**Required task:** Reproduce all of the rows below with "Run detection" replaced by "Perform detection" wherever it occurs, keeping everything else unchanged.

----------

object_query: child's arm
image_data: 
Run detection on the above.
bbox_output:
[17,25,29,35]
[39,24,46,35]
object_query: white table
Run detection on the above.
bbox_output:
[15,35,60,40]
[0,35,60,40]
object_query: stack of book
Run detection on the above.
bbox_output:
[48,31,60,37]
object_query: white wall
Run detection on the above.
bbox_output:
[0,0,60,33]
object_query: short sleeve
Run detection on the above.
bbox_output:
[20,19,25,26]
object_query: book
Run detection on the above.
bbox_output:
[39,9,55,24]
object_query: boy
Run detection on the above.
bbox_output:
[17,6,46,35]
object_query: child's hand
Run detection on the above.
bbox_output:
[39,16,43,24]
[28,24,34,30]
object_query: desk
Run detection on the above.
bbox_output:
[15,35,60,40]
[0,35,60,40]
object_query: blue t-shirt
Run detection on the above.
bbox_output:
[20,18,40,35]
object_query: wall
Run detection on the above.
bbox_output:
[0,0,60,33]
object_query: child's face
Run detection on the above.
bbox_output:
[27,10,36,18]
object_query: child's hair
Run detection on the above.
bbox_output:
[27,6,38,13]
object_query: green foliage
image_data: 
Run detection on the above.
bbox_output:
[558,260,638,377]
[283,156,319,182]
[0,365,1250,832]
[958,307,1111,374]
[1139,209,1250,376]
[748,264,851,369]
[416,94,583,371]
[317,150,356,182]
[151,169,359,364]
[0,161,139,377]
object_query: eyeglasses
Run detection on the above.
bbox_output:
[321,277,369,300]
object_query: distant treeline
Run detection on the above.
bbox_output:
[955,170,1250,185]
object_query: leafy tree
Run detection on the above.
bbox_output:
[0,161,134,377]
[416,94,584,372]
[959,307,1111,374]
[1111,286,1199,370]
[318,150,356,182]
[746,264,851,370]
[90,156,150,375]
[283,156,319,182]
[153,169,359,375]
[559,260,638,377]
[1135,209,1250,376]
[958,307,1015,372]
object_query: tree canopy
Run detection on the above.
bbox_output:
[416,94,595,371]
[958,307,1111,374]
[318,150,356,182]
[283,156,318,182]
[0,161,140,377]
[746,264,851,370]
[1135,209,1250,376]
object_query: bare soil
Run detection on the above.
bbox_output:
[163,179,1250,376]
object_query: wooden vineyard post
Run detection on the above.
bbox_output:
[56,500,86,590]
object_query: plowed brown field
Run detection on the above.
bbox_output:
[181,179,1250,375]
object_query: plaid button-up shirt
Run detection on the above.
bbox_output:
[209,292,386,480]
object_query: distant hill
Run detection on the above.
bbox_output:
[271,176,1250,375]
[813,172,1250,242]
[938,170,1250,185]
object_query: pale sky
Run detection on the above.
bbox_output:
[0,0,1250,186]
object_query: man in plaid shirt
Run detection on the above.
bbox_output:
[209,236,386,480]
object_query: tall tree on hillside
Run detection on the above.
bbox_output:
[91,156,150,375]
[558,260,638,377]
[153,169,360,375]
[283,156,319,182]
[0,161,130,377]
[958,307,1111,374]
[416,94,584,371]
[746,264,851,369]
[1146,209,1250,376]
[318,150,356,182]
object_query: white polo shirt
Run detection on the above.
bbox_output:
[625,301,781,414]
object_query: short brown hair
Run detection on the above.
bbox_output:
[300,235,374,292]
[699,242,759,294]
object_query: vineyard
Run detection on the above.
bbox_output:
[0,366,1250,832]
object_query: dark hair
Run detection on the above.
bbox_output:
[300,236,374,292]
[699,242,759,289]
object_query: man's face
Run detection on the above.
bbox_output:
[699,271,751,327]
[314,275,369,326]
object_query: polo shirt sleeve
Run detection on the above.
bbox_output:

----------

**Task solution:**
object_query: child's arm
image_data: 
Perform detection on the above.
bbox_output:
[17,25,29,35]
[39,24,46,35]
object_query: white table
Perform detection on the above.
bbox_output:
[15,35,60,40]
[0,35,60,40]
object_query: stack of book
Perform detection on the above.
bbox_output:
[48,31,60,37]
object_query: white wall
Perform detection on the above.
bbox_output:
[0,0,60,33]
object_query: short sleeve
Perform detection on the above.
bbox_output:
[20,19,25,26]
object_query: book
Perform detection on the above.
bbox_output:
[39,9,55,24]
object_query: boy
Perform detection on the above.
bbox_output:
[17,6,46,35]
object_query: child's hand
Perform detection on the above.
bbox_output:
[39,16,43,24]
[28,24,34,30]
object_query: desk
Perform detection on the above.
bbox_output:
[15,35,60,40]
[0,35,60,40]
object_query: blue t-shirt
Perform detection on the above.
bbox_output:
[20,18,40,35]
object_query: wall
Perform detection on the above.
bbox_output:
[0,0,60,33]
object_query: child's face
Perform detection on the above.
bbox_output:
[27,10,36,18]
object_query: child's hair
Perform detection on the above.
bbox_output:
[27,6,38,13]
object_query: green foliage
image_data: 
Perform detection on the above.
bbox_output:
[558,260,638,377]
[283,156,319,182]
[0,365,1250,832]
[958,307,1111,374]
[1139,209,1250,376]
[748,264,851,369]
[416,94,583,371]
[317,150,356,182]
[151,169,359,364]
[0,161,139,377]
object_query: eyeglasses
Perform detection on the above.
bbox_output:
[321,277,369,300]
object_query: distant treeline
Perform detection on the above.
bbox_output:
[955,170,1250,185]
object_query: leafy tree
Perform detection on the above.
bbox_output:
[0,161,134,377]
[416,94,584,372]
[959,307,1111,374]
[1111,286,1199,370]
[318,150,356,182]
[746,264,851,370]
[90,156,150,375]
[283,156,319,182]
[153,169,359,375]
[559,260,638,377]
[1135,209,1250,376]
[958,307,1015,372]
object_query: tree canopy
Perform detection on the above.
bbox_output:
[416,94,595,371]
[958,307,1111,374]
[318,150,356,182]
[283,156,318,182]
[0,161,140,377]
[746,264,851,370]
[1135,209,1250,376]
object_query: bare soil
Perform detection on the above.
bbox_output:
[163,179,1250,376]
object_query: wooden vineyard post
Perform detection on the above.
bbox_output:
[56,500,86,590]
object_query: plowed brown field
Perform detection on the above.
bbox_output:
[181,179,1250,375]
object_query: plaid button-up shirt
Perform detection on the above.
bbox_output:
[209,292,386,480]
object_query: distant hill
Perform detection on the above.
bbox_output:
[271,176,1250,375]
[813,172,1250,242]
[938,170,1250,185]
object_query: pale sky
Perform detection on the above.
bbox_output:
[0,0,1250,186]
object_query: man in plaid shirt
Perform detection on the above.
bbox_output:
[209,236,386,480]
object_query: tall tree on hillside
Perform detection on the above.
bbox_output:
[91,156,150,375]
[558,260,638,377]
[153,169,360,375]
[283,156,319,182]
[0,161,130,377]
[958,307,1111,374]
[416,94,584,371]
[746,264,851,369]
[1146,209,1250,376]
[318,150,356,182]
object_query: white polo shirt
Perform detection on the above.
bbox_output:
[625,301,781,414]
object_query: short brown hair
Perform detection on the above.
bbox_output:
[300,235,374,292]
[699,242,759,294]
object_query: vineyard
Perform detection on the above.
bbox_output:
[0,366,1250,832]
object_query: dark hair
Perform detection on the above.
bbox_output:
[300,236,374,292]
[699,242,759,289]
object_query: man's face
Perform detection on the above.
bbox_output:
[699,271,751,327]
[314,275,369,326]
object_query: polo shirt sleeve
Perform detection on the above.
bbox_output:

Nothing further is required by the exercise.